What to work on
Reproduce every one of the following rows verbatim, changing nothing.
─── Material shown ───
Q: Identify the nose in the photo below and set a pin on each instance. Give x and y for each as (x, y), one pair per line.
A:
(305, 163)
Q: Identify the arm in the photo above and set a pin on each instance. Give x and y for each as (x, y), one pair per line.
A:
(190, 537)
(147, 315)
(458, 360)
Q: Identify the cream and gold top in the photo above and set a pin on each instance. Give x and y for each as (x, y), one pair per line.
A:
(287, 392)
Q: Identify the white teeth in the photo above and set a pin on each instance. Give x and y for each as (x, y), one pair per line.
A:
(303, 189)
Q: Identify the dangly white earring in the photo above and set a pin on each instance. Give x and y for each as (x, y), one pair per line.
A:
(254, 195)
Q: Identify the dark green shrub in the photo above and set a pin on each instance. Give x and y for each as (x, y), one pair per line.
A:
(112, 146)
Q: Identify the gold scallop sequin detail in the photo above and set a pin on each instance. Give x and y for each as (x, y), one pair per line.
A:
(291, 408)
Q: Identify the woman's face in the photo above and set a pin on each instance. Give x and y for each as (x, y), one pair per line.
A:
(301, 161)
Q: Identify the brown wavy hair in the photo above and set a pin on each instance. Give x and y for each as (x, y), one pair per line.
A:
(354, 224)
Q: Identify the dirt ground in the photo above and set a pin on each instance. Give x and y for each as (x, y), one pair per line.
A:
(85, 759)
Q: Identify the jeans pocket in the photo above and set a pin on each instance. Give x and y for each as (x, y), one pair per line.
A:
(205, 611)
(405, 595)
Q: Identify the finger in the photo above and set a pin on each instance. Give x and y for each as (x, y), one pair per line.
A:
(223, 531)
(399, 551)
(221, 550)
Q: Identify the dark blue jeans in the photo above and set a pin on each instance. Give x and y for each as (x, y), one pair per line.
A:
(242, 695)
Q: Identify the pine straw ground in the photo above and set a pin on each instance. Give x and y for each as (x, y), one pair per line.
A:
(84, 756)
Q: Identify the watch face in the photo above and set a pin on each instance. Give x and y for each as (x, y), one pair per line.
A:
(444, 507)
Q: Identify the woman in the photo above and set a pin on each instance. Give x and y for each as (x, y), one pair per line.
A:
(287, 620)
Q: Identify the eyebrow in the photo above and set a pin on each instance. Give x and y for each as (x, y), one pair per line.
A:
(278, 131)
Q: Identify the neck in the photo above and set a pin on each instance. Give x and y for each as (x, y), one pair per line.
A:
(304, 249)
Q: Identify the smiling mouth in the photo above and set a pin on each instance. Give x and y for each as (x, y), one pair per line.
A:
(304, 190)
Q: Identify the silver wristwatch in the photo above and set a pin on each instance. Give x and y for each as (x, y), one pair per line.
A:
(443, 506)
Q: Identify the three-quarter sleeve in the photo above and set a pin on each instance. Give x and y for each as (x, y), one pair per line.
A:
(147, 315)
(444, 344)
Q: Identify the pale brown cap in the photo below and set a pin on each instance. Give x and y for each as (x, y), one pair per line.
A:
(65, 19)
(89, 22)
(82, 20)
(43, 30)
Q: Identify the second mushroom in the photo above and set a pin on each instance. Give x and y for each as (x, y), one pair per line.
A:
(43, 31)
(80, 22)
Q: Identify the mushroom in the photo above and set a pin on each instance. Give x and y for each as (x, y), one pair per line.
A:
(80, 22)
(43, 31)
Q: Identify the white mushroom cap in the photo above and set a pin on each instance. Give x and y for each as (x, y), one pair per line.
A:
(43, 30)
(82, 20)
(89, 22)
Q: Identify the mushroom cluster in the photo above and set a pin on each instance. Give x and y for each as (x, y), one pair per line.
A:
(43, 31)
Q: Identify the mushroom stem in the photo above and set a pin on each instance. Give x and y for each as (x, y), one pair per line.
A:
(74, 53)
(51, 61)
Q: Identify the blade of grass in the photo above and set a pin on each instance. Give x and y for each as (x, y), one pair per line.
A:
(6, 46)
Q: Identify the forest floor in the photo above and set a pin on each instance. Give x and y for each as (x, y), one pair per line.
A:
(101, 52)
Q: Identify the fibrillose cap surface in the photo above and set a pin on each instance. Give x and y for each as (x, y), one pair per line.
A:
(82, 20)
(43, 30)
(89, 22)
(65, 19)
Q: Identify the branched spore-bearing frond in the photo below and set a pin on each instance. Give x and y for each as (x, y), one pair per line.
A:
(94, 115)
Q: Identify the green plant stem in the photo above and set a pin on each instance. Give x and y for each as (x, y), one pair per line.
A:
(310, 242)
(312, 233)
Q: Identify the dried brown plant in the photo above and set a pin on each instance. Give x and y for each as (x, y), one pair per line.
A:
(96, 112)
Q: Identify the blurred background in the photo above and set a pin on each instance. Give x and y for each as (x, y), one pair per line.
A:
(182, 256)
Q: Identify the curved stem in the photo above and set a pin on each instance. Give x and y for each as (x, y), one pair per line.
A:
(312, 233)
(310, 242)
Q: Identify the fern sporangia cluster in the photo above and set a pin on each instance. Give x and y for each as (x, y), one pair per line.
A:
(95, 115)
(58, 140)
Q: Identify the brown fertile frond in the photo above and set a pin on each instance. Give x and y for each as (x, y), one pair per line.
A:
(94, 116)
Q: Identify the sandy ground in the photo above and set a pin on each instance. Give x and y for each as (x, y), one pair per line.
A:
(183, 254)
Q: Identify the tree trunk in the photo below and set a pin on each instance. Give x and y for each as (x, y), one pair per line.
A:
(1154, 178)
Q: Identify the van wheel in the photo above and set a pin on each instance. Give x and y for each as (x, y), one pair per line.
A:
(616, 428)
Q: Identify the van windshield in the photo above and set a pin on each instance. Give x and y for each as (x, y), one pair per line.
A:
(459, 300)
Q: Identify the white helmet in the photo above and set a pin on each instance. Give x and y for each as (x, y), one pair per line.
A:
───
Full output
Q: Identify the nose in the photo below and set a pin on each instance. Give x and y for each as (x, y), one pair per line.
A:
(305, 163)
Q: Identify the arm in the photo above and set a pin on each instance. Give x and y for each as (x, y), one pair per line.
A:
(190, 537)
(147, 315)
(458, 360)
Q: Identify the cream and gold top in the photo above and set a pin on each instance. Give x and y for each as (x, y), one pair per line.
A:
(287, 392)
Q: Identify the white teeth in the photo above and set a pin on each instance. Give x and y for each as (x, y), one pair per line.
A:
(303, 189)
Q: Identify the dangly white earring in the photo above and set a pin on each instance. Give x and y for each as (x, y), one pair per line.
A:
(254, 195)
Q: Identify the dark green shrub in the photo above and set a pin on each instance. Give x and y for each as (x, y), one pair per line.
A:
(112, 146)
Q: Identify the gold scallop sequin detail in the photo above and set a pin on each instance. Give x and y for each as (x, y), one pair per line.
A:
(291, 408)
Q: Identify the woman's face in the photo above and set a pin on each instance. Give x and y for each as (x, y), one pair per line.
A:
(301, 161)
Q: Identify the brown wavy hair in the photo above and set a pin on each instance. Give x and y for each as (x, y), one pair per line.
A:
(354, 224)
Q: Identify the dirt ground in the photo above and set a pin on each instance. Give x and y for each as (x, y), one pair per line.
A:
(85, 759)
Q: Identify the jeans pocket in the photo above and set a pin on each instance. Give x and y for each as (x, y), one pair per line.
A:
(205, 611)
(405, 595)
Q: Identify the finger in the photo above and set a pin on each instance. Give x and y for each as (x, y), one pair per line.
A:
(223, 531)
(399, 551)
(221, 550)
Q: Identify the dark blue jeans in the photo above and set a pin on each instance. Give x and y for each as (x, y), one pair per line.
A:
(242, 695)
Q: Identify the pine straw ground in the photo above and set a pin on each instance. Give x and y for each as (x, y), one pair per line.
A:
(84, 756)
Q: Identify the watch face in the photo above and set a pin on each instance. Give x and y for each as (x, y), one pair per line.
A:
(444, 507)
Q: Identify the woman in the photo above and set a pin on each instance. Give x and y for each as (x, y), one pair per line.
A:
(287, 620)
Q: Identify the eyebrow in the photo above and set a pin on each instance. Give x and y for each as (x, y), one pair per line.
A:
(278, 131)
Q: Identify the neck in the photo above and set a pin on each instance. Give x and y for each as (x, y), one pair per line.
A:
(304, 249)
Q: Identify the smiling mouth in the photo above and set a pin on each instance. Give x and y for each as (x, y), one pair per line.
A:
(304, 190)
Q: Identify the silver wristwatch in the photo above and set a pin on each instance. Give x and y for each as (x, y), one pair per line.
A:
(443, 506)
Q: Identify the three-quarter sleeve in the photo above and set a pin on each instance. Give x and y for each as (x, y), one pair per line.
A:
(147, 315)
(444, 344)
Q: Identify the pale brown cap in the photo below and set a pin on each instance. Give x and y for each as (x, y), one pair per line.
A:
(65, 19)
(89, 22)
(82, 20)
(43, 30)
Q: Identify the second mushroom in the photo above and set a pin on each instance. Give x and y for each as (x, y), one pair per line.
A:
(43, 31)
(80, 22)
Q: Identify the mushroom in the photo above and set a pin on each instance. Give x and y for each as (x, y), one pair per line.
A:
(80, 22)
(43, 31)
Q: Identify the white mushroom cap in the photo above and set a pin on each instance. Give x and y for each as (x, y), one pair per line.
A:
(43, 30)
(82, 20)
(89, 22)
Q: Identify the mushroom cluster in the photo above and set a pin on each instance. Give x and y for each as (x, y), one pair per line.
A:
(43, 31)
Q: Identify the mushroom stem in the photo above and set a pin on each instance. Give x and y for each as (x, y), one pair per line.
A:
(74, 53)
(51, 61)
Q: Identify the blade of grass in the photo above and set a pin on each instance. Give x and y for each as (x, y), one pair per line.
A:
(6, 46)
Q: Identify the forest floor in the photo above and set a pin on each instance. Give x and y for each as (x, y), one pair per line.
A:
(101, 52)
Q: Identify the fibrillose cap surface in the photo above and set a pin on each instance. Give x and y for each as (x, y), one pair per line.
A:
(82, 20)
(43, 30)
(89, 22)
(65, 19)
Q: Identify the branched spore-bearing frond in the photo below and set a pin on each instance. Give x and y for each as (x, y), one pair per line.
A:
(94, 115)
Q: Identify the green plant stem in the photo above and set a pin on each instance. Give x and y for each as (x, y), one pair per line.
A:
(310, 242)
(312, 233)
Q: Identify the dried brown plant in the photo above and set a pin on each instance. Give x and y for each as (x, y), one pair per line.
A:
(96, 112)
Q: Identify the blurred background in the photo above and set a pin on each instance. Give x and y for each as (x, y), one pair per line.
A:
(182, 256)
Q: Identify the curved stem in the photo above and set a pin on each instance. Give x and y for each as (x, y), one pair per line.
A:
(312, 233)
(310, 242)
Q: Identify the fern sporangia cluster in the photo above and set a pin on each instance. Give x and y for each as (x, y), one pair per line.
A:
(95, 115)
(58, 140)
Q: Identify the brown fertile frond in the photo above and set a pin on each instance. Give x and y for each as (x, y), one pair per line.
A:
(94, 116)
Q: Identify the sandy ground in the photo above and set a pin on each instance. Give x and y for each as (x, y), one pair per line.
A:
(183, 254)
Q: Identify the tree trunk in the photo below and set a pin on each instance. Give x and y for each as (x, y), one pair per line.
A:
(1154, 178)
Q: Identify the van wheel in the photo above and set a pin on each instance. Give x and y for each as (x, y), one pair per line.
A:
(616, 428)
Q: Identify the van windshield in the photo above and set a pin on each instance. Give x and y for each as (x, y), one pair per line.
A:
(459, 300)
Q: Identify the white helmet in the photo above and set a pin on each instance. Give x and y for each as (x, y), one pair per line.
A:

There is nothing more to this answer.